[EXERCISES TO COMPLETE]:
1: Using the Flex-Kartierung overview, name everything the system stores separately for each source.
2: Repeat, word for word, everything in the Flex-Kartierung overview from "At a glance¶" down to "sitemap, and API.".

[TEXT EXCERPT]:
Flex-Kartierung — Highlights¶
Flex-Kartierung is an application for the structured capture of university offerings from publicly accessible web pages. Operators define in YAML files which content types should be captured — for example research projects, AI services, guidelines, or cooperative services —, which fields a record contains, and how it is rendered as a profile (Steckbrief). From submitted URLs, structured profiles are produced through a multi-stage LLM-supported pipeline and made available in a searchable static website. The application's emphasis lies on a dedicated quality-assurance layer that assigns a checked statement and a confidence score to every extracted value, and on a fully configurable profile definition.
At a glance¶
- Produce structured profiles from arbitrary university web pages without manual copying per page.
- Define custom content types with fields, prompts, and profile templates in YAML — new profile types without program code.
- Inspect, correct, and selectively re-extract extraction results through a review queue.
- Unify inconsistent spellings of universities and locations (for example "TU Munich" / "Technische Universität München") through entity management.
- Generate bilingual profiles (German / English) automatically, with protection for proper names and URLs against unintended translation.
- Export a fully static public website with category pages, detail pages, full-text search, sitemap, and API.
- Run crawling, extraction, and generation as asynchronous background jobs without blocking the operating interface.
Highlights¶
In contrast to a direct LLM prompt or a simple crawl script, Flex-Kartierung combines a configurable profile definition with a multi-stage processing pipeline and a dedicated quality-assurance layer. As a result, each field is traceably evaluated, manually correctable, and reproducible over time.
-
Custom profile definition per content type. Categories, field groups, prompts, confidence thresholds, and Markdown templates are described entirely in YAML. A new capture type is created through a configuration file, not through code changes.
-
Two-stage extraction with a dedicated validation phase. For each field, the system performs an extract call followed by a validate call; the validate phase returns a quality class (HIGH / MEDIUM / LOW / INSUFFICIENT), a score, and a justification.
-
Confidence-based review queue. Fields below the per-prompt required confidence are automatically flagged for manual review and made available with their source context for inline editing.
-
LLM-supported entity normalization with thresholds and review. Extractions with entity references (universities, locations) are matched against a canonical entity inventory; above a minimum confidence the link is established automatically, otherwise a review item is created.
-
Prompt dependencies for context-aware fields. Results of individual fields can be passed as context into downstream prompts (for example "Which subject area at
{institution}runs the project?"), executed in dependency-resolved waves. -
Multi-stage translation pipeline with proper-name protection. Validated fields are translated to English individually, with explicit rules for personal, institutional, and product names, URLs, and technical abbreviations.
-
Connectors to three source/backend types: public university web pages via a crawler with robots.txt and rate-limit awareness; an OpenAI-compatible LLM backend; PostgreSQL for persistence; Redis for queue and cache.
-
Robustness layer between pipeline and backend. A circuit breaker pauses requests to the LLM after repeated errors; a retry manager with exponential backoff and jitter absorbs transient failures.
-
Fully traceable processing. For each source, the crawled Markdown, the raw extract result, the validated result, manual corrections, and translations are stored separately; processing is observable through structured logs and Prometheus metrics.
-
Static delivery of the public content. The generated website is serverless and can be operated as plain files behind a CDN or web server; client-side search and API endpoints for machine consumers are included.

(Spatial localization data)
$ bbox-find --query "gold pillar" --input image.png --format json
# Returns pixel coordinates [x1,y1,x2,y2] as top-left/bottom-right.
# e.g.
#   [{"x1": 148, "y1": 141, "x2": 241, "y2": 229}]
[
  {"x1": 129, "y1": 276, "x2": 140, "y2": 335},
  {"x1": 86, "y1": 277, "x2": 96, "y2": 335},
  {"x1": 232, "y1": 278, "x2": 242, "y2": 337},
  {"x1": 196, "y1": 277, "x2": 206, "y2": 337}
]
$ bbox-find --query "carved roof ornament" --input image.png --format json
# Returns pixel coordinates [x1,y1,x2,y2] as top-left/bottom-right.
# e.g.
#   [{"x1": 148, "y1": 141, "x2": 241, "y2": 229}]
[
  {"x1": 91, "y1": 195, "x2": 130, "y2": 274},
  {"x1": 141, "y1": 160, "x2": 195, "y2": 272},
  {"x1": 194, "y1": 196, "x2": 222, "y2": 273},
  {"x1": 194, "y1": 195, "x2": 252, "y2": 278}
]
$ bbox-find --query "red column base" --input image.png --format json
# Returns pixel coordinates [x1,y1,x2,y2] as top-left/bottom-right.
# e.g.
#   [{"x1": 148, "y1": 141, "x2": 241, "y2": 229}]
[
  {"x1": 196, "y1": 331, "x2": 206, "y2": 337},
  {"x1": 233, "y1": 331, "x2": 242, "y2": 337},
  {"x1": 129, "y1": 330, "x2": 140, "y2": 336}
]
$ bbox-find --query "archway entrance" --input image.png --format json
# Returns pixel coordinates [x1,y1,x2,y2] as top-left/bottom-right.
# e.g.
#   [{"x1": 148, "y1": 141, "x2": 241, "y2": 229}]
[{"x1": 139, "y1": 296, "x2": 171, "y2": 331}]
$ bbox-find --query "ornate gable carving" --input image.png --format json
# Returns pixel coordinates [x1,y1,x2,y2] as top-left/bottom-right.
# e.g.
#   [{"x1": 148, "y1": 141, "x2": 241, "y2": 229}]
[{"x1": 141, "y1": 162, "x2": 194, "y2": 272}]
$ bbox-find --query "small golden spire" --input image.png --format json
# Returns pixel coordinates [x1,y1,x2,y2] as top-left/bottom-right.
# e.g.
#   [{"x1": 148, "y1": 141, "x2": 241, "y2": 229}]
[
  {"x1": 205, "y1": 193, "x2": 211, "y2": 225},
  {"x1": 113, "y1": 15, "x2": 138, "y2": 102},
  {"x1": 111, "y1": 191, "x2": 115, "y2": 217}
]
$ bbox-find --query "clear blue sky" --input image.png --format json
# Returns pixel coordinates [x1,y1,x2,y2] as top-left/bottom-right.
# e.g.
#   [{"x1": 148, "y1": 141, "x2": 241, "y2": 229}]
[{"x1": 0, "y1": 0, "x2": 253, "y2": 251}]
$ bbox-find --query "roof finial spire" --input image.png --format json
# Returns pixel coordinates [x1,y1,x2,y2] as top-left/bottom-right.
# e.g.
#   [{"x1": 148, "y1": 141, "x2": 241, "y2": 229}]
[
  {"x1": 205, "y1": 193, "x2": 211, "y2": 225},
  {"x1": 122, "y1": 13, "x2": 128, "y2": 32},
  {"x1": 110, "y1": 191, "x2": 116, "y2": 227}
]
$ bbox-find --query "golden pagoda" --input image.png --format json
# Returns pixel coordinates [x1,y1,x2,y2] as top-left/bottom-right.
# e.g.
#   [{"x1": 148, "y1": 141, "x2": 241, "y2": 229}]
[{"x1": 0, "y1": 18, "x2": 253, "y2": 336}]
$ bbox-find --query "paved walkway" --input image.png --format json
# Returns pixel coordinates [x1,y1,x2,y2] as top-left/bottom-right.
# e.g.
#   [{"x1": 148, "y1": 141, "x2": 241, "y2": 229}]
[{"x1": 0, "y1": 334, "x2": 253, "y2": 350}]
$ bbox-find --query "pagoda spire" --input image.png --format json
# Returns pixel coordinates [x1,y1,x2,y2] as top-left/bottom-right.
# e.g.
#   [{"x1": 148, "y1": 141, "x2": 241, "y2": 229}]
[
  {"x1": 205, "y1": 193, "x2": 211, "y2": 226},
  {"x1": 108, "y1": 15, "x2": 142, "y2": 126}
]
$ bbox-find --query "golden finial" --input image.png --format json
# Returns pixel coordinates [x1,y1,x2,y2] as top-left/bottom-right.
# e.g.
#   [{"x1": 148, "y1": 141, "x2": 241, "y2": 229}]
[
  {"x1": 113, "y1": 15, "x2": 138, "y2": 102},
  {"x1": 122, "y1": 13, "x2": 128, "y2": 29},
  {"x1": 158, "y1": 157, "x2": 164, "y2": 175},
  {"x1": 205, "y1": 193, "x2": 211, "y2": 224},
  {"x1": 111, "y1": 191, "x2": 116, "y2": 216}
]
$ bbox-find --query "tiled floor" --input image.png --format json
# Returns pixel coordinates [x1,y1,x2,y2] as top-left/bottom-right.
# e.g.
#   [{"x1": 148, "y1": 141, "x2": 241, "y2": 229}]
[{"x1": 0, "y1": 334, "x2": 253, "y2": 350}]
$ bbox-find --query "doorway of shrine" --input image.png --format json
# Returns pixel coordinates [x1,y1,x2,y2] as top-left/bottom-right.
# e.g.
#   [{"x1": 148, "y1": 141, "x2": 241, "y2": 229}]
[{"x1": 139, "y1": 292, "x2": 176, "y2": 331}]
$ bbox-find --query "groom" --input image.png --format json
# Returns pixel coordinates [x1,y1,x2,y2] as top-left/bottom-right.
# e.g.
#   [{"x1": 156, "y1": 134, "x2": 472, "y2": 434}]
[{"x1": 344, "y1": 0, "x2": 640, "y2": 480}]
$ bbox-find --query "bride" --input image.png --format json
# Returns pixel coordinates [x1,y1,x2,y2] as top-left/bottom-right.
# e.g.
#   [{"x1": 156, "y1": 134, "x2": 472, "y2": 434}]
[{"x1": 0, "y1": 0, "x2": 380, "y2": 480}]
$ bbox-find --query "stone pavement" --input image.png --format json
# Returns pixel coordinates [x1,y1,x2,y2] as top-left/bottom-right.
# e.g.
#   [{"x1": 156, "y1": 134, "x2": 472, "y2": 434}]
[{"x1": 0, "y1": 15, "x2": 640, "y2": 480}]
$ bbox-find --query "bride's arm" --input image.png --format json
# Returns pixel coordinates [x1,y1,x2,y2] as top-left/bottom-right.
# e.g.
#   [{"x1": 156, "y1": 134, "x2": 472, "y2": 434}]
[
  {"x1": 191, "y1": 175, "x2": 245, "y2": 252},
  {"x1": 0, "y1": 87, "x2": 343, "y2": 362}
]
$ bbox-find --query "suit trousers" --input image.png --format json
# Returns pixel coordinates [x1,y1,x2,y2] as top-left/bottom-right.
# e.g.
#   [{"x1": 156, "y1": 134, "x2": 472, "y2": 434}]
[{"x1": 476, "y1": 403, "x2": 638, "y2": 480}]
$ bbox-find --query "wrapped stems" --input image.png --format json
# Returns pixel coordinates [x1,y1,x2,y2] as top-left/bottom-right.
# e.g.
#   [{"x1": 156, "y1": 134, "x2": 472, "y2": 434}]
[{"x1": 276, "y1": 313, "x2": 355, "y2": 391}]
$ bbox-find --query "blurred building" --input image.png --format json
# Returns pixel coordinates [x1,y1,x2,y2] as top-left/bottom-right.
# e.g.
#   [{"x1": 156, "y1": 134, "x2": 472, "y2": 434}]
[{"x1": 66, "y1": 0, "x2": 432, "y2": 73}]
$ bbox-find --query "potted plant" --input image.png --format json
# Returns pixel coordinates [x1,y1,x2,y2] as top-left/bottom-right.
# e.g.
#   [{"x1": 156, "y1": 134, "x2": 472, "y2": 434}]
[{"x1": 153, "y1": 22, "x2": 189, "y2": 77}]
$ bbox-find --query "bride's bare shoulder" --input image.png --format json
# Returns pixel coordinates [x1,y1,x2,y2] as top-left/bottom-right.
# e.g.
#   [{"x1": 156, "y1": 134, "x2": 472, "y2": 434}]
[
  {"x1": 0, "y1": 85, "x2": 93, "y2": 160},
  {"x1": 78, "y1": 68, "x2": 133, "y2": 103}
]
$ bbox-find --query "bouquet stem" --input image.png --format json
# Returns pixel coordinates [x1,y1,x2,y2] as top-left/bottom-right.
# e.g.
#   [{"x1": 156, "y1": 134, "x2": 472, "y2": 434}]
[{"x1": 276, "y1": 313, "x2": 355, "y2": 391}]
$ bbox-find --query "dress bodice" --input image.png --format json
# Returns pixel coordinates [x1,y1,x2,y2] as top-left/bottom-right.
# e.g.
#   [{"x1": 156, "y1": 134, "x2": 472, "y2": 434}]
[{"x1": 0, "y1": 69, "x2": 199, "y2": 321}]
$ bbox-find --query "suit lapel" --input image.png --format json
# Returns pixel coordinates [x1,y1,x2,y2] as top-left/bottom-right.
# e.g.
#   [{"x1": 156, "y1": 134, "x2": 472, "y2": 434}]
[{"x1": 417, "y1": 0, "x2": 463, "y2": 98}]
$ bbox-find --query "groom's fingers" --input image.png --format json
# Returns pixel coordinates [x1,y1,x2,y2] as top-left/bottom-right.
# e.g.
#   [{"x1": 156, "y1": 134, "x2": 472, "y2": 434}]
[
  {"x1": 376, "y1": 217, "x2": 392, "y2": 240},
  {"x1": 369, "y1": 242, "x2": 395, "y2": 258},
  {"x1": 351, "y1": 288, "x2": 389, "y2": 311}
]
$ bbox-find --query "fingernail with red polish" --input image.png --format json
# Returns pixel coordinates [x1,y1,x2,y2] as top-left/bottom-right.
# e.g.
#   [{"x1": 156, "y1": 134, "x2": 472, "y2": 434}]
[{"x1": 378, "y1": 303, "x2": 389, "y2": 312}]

[RESULTS FOR EACH TASK]:
1:
- the crawled Markdown
- the raw extract result
- the validated result
- manual corrections
- translations

2:
At a glance¶
- Produce structured profiles from arbitrary university web pages without manual copying per page.
- Define custom content types with fields, prompts, and profile templates in YAML — new profile types without program code.
- Inspect, correct, and selectively re-extract extraction results through a review queue.
- Unify inconsistent spellings of universities and locations (for example "TU Munich" / "Technische Universität München") through entity management.
- Generate bilingual profiles (German / English) automatically, with protection for proper names and URLs against unintended translation.
- Export a fully static public website with category pages, detail pages, full-text search, sitemap, and API.